なぜ人との会話には敬語とタメ口があるんだろう。

中学校に入り部活動を始めると、日本的な上下関係の世界が急に現れ、先輩には敬語で、同級生と下級生にはタメ口で話すことが普通になる。

敬語の始まりと共に、言葉だけではなく、態度や人間関係も変化していく。先輩には可愛がられる後輩が、後輩には頼られる先輩が、それぞれ好まれていたし、敬語とタメ口は、そのような関係性を作っていくうえでの下地になっていた。

特に、話し方が変わるだけではなく、話す人によって、僕、自分、私、俺などと一人称も変わるため、話すたびに人間関係の上下左右が何度も確認されるようで、気持ち悪かった。

私は、いつ誰に敬語を使って、タメ口をきくべきか頭では十分理解していたが、めんどくさくて堅苦しいこの言葉のルールが嫌いだった。

そもそも、1年先に生まれた以外に特段何の違いもない先輩の、どこを尊敬することがあろうかと思っていた。先輩も先輩で、自分で先に生まれようと思って生まれたわけでもなく、なぜ自分は尊敬されてよき存在などと自然に思えるのだろうか。

結果、敬語ルールは守りつつも『あなたの尊敬するべきところを知りたい。それに納得できたら、それからは敬語を使っても良い』、という態度で人と接していた。そういった雰囲気が漏れ出ているからか、先輩とは仲良くなれず、後輩には慕われない。たまに、そういう変わり種を面白がる先輩が、楽しんで話してくれるようになったくらいだ。同級生からは変わり者扱いをされる。幸い変わり種も面白がって仲間に入れてくれる友人に恵まれて良かった。

高校1年生になる。オーストラリアに短期留学する機会があった。姉妹都市の高校に通学し、英語で授業を受けたり、ホストファミリーと外出したり楽しい時間を過ごした。そこで、ふと、英語で会話するときには、主語は I(アイ)しか使われないことに気づいた。

友達と話す時はI。先輩と話す時もI。先生と話す時もI。校長と話す時もI。めちゃくちゃいいじゃないか。

私は英語のこのシンプルな主語表現がとても気に入り、英語自体を勉強することも留学をきっかけに好きになった。高校でも英語の成績が一番良くなり、大学進学の時は英語が活かせそうな国際関係学を学べる学部に進学した。敬語が嫌いで進路が決まったと言ってもいいくらいだ。

もちろん、英語にも尊敬、謙譲表現はある。しかし、相手との関係に応じて、主語を変えなければならないほどの強制的な言語ではない。それが好きだった。

英語を勉強し始めてからは、日本語で話す時も、誰に対しても「私」を使うようになった。

# 抽出情報
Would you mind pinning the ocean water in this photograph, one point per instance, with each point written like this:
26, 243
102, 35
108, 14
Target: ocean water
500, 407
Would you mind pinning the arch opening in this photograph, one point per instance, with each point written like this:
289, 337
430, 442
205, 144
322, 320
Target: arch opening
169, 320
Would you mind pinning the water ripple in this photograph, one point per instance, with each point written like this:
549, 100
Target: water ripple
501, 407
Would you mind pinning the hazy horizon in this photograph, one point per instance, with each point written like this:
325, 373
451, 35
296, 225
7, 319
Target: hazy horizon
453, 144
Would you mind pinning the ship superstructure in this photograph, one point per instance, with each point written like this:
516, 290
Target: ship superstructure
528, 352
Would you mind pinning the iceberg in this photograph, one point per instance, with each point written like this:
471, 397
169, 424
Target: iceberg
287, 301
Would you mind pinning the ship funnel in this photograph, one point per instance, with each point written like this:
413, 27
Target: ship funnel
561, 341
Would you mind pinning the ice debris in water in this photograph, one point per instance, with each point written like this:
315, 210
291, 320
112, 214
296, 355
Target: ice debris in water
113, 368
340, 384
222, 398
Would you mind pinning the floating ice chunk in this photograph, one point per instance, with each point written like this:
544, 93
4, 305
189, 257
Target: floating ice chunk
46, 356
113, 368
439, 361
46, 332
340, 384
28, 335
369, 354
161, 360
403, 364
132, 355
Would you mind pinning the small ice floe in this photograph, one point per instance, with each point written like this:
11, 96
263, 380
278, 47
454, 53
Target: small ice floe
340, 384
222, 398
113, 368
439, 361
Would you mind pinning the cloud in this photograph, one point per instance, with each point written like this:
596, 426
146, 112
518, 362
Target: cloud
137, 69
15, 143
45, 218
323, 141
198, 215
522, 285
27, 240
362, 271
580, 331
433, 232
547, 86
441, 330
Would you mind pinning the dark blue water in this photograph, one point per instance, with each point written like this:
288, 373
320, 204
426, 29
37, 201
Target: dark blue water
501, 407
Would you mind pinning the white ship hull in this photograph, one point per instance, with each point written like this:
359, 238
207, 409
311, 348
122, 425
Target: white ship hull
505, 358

# 課題の要件
A: 引用文にある「私は、いつ誰に敬語を使って、タメ口をきくべきか頭では十分理解していたが、めんどくさくて堅苦しいこの言葉のルールが嫌いだった。」という一文を英語に訳してください。
B: エントリの中から「iceberg」という語を含む行をすべて書き出してください。大文字と小文字は区別します。

# 解答一覧
A: I understood well enough in my head when and to whom I should use keigo and when I should speak casually, but I disliked these tedious, stiff rules of language.

B:
Would you mind pinning the iceberg in this photograph, one point per instance, with each point written like this:
Target: iceberg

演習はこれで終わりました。